Palantir Technologies' (PLTR -0.31%) stock sank 21% to an all-time low on May 9 after the analytics firm posted its first-quarter earnings report.
Revenue rose 31% year over year to $446 million, which exceeded analysts' estimates by $2.5 million. However, adjusted net income declined 46% to $45 million, or $0.02 per share, which missed analysts' expectations by $0.02. On a generally accepted accounting principles (GAAP) basis, the company's net loss narrowed from $123 million to $101 million.
In the second quarter, Palantir expects revenue to grow about 25% year over year to $470 million -- which missed the consensus forecast for 29% growth and would mark its slowest growth since its public debut. Nevertheless, the company maintained its long-term target of generating at least 30% annual revenue growth through 2025.
Palantir's mixed numbers rattled investors, and a deeper dive exposes some other pressing problems. Let's review those issues and see if Palantir's stock is still worth buying at these depressed levels.
Palantir's government business is stalling out
During the first quarter, Palantir generated 54% of its revenue from government clients. The remaining 46% came from commercial customers.

+++++

### Aim of the exercise
Print the full Palantir earnings article again, word for word, with nothing changed.

Collection entries:
+++++

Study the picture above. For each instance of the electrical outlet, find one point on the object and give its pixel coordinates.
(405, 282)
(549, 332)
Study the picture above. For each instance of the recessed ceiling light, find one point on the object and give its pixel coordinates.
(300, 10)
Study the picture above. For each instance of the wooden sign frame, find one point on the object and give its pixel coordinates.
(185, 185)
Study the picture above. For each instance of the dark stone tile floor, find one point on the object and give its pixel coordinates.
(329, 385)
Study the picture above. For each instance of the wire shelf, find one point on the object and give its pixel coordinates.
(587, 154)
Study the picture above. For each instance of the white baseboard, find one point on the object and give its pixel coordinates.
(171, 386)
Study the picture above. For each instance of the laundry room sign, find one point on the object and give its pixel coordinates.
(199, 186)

+++++

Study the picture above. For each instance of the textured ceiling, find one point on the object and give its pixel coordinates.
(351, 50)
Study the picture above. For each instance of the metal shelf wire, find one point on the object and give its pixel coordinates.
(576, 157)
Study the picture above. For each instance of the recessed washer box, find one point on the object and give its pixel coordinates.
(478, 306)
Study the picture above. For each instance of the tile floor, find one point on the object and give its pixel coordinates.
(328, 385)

+++++

### Written answer
Palantir Technologies' (PLTR -0.31%) stock sank 21% to an all-time low on May 9 after the analytics firm posted its first-quarter earnings report.
Revenue rose 31% year over year to $446 million, which exceeded analysts' estimates by $2.5 million. However, adjusted net income declined 46% to $45 million, or $0.02 per share, which missed analysts' expectations by $0.02. On a generally accepted accounting principles (GAAP) basis, the company's net loss narrowed from $123 million to $101 million.
In the second quarter, Palantir expects revenue to grow about 25% year over year to $470 million -- which missed the consensus forecast for 29% growth and would mark its slowest growth since its public debut. Nevertheless, the company maintained its long-term target of generating at least 30% annual revenue growth through 2025.
Palantir's mixed numbers rattled investors, and a deeper dive exposes some other pressing problems. Let's review those issues and see if Palantir's stock is still worth buying at these depressed levels.
Palantir's government business is stalling out
During the first quarter, Palantir generated 54% of its revenue from government clients. The remaining 46% came from commercial customers.